╭─ Excerpted records

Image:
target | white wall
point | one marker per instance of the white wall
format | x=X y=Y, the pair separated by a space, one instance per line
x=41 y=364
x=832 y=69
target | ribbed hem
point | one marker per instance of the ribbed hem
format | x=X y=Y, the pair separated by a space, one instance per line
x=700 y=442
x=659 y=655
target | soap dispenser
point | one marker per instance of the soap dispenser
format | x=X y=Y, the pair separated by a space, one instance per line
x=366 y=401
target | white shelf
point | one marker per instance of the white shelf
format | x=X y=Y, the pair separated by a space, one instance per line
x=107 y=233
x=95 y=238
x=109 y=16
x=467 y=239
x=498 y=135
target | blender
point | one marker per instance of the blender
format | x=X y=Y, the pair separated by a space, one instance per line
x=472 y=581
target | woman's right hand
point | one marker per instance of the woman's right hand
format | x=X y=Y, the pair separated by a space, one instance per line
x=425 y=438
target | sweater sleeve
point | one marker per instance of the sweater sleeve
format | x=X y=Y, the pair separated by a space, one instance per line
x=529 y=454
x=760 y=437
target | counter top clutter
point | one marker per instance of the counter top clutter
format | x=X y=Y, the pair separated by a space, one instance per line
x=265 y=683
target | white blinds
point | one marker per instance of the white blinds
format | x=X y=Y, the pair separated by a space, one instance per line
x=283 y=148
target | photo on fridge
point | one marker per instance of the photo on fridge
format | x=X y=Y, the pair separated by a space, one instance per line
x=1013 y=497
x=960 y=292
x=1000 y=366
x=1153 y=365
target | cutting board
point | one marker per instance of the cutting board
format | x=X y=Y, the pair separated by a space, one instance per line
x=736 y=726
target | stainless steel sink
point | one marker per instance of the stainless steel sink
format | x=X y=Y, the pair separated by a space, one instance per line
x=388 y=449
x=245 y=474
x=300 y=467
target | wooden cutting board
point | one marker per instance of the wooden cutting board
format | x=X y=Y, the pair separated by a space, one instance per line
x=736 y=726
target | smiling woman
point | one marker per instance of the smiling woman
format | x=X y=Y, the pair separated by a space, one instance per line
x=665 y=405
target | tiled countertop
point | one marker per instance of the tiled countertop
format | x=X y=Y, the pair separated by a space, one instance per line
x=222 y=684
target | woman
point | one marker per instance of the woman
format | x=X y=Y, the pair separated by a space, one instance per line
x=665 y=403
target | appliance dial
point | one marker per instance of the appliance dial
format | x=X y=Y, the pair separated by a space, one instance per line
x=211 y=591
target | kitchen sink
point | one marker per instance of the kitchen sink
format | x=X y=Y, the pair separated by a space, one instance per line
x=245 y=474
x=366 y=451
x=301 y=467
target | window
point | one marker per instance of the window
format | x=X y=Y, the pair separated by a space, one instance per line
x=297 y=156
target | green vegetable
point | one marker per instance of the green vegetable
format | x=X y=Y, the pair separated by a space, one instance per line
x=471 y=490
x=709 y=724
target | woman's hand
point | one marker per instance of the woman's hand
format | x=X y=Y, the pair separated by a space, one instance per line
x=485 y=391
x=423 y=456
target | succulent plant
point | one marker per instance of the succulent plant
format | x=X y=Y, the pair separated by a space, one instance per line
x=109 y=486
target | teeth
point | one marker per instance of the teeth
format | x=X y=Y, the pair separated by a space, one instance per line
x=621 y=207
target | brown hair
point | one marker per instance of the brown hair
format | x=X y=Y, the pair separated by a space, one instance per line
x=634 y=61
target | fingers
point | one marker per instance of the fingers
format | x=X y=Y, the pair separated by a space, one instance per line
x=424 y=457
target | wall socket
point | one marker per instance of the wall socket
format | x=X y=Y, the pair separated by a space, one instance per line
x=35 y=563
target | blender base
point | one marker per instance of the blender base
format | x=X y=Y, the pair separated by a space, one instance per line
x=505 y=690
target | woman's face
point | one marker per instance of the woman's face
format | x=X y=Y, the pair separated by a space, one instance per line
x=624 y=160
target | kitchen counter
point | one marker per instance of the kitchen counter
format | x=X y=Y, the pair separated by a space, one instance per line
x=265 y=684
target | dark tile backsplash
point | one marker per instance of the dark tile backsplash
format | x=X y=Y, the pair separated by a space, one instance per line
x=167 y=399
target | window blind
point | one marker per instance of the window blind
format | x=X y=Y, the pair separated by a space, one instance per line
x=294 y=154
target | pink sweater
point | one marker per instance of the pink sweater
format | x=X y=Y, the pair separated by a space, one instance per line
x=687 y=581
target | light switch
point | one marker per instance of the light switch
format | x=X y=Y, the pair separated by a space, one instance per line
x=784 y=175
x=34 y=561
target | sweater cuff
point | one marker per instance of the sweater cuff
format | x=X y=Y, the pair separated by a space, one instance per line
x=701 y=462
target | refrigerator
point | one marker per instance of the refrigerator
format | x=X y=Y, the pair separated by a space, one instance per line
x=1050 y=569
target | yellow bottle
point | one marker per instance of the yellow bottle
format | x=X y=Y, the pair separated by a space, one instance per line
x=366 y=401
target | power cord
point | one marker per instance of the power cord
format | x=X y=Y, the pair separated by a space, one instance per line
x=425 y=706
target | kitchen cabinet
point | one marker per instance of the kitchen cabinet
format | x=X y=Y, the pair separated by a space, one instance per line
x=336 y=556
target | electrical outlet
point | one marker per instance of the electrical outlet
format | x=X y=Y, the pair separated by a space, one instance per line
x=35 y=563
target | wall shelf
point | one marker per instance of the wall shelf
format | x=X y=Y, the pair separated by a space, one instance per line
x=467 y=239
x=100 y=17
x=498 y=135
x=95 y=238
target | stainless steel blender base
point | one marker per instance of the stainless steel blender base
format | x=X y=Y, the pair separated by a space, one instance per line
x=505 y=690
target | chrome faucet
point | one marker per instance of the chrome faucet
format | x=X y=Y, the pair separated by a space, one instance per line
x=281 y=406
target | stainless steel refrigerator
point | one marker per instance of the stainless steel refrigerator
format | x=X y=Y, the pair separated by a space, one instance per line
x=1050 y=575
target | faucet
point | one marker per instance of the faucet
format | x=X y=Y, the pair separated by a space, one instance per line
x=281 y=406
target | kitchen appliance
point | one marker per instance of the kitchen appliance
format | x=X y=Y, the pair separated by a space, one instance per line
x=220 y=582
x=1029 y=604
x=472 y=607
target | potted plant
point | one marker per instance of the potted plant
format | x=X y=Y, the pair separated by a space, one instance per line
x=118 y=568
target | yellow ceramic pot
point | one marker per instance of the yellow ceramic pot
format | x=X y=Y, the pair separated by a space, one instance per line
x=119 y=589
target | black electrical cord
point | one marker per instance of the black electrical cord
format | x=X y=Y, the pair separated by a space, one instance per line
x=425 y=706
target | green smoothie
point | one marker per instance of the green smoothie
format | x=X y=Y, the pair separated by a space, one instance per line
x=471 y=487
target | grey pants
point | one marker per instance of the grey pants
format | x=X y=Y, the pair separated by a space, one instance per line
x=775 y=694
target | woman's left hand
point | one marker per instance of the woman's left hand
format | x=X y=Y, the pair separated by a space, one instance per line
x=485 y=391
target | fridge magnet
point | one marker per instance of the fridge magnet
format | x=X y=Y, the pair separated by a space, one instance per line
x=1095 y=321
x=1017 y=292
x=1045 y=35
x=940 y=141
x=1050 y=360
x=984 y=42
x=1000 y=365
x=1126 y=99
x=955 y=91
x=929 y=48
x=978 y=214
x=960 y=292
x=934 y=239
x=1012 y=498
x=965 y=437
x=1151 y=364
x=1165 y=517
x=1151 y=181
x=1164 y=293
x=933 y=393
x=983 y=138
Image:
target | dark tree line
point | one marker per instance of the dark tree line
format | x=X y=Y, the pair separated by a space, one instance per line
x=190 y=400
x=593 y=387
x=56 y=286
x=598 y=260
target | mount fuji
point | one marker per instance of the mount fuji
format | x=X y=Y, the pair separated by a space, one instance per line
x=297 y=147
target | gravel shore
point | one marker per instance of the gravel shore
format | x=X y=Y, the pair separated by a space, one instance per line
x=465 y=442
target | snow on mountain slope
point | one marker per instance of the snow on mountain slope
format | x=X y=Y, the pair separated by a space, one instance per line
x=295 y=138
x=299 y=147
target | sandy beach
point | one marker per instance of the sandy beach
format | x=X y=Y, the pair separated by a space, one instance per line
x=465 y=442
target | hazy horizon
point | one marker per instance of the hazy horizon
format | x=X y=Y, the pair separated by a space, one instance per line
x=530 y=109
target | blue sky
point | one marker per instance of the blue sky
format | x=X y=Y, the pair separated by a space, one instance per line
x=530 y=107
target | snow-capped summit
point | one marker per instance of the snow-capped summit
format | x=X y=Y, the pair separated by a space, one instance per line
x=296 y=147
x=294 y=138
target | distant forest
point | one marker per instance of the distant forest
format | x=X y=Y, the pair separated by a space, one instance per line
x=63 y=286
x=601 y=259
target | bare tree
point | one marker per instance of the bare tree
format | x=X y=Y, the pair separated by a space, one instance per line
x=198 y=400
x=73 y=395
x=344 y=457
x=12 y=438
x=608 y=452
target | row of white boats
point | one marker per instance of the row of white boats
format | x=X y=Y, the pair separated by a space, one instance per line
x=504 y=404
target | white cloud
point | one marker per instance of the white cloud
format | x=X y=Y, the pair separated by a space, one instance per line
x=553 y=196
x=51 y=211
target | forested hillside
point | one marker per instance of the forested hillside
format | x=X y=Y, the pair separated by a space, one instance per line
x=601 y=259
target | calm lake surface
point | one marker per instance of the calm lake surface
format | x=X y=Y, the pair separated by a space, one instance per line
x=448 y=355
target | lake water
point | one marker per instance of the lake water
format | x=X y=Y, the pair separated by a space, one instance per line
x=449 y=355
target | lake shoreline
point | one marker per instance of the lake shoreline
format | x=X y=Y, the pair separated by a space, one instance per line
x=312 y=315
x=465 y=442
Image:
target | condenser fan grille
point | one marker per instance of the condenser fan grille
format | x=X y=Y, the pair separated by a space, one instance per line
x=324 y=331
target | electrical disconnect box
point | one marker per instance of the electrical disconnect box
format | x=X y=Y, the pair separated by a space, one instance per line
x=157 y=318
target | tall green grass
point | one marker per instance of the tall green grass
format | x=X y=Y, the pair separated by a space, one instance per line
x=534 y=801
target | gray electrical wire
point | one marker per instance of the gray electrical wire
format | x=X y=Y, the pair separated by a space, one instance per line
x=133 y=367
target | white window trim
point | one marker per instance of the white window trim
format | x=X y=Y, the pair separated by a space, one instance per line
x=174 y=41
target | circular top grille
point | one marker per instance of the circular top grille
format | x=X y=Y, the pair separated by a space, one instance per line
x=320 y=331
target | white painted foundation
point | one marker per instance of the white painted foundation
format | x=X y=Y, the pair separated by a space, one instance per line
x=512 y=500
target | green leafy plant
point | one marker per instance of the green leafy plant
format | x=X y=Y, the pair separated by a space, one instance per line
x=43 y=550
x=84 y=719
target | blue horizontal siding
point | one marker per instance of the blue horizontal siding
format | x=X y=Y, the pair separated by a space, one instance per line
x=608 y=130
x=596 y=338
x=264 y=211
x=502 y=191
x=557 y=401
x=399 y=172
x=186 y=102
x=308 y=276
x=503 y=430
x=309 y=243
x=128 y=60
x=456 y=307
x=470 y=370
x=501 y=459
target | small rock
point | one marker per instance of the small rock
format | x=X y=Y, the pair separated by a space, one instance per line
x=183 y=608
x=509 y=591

╰─

Convert the items beginning at the line with "target | window blind" and continuing through the line with "x=687 y=581", both ends included, into a two-column CSV headed item and answer. Write one row per item, put each field in double quotes, and turn line breaks into spaces.

**Answer to the exercise:**
item,answer
"target | window blind point | one marker per instance of the window blind format | x=X y=Y, the pair separated by a space, one instance per line","x=294 y=154"
"target | pink sweater point | one marker per instance of the pink sweater format | x=X y=Y, the pair separated by a space, one instance per line","x=687 y=581"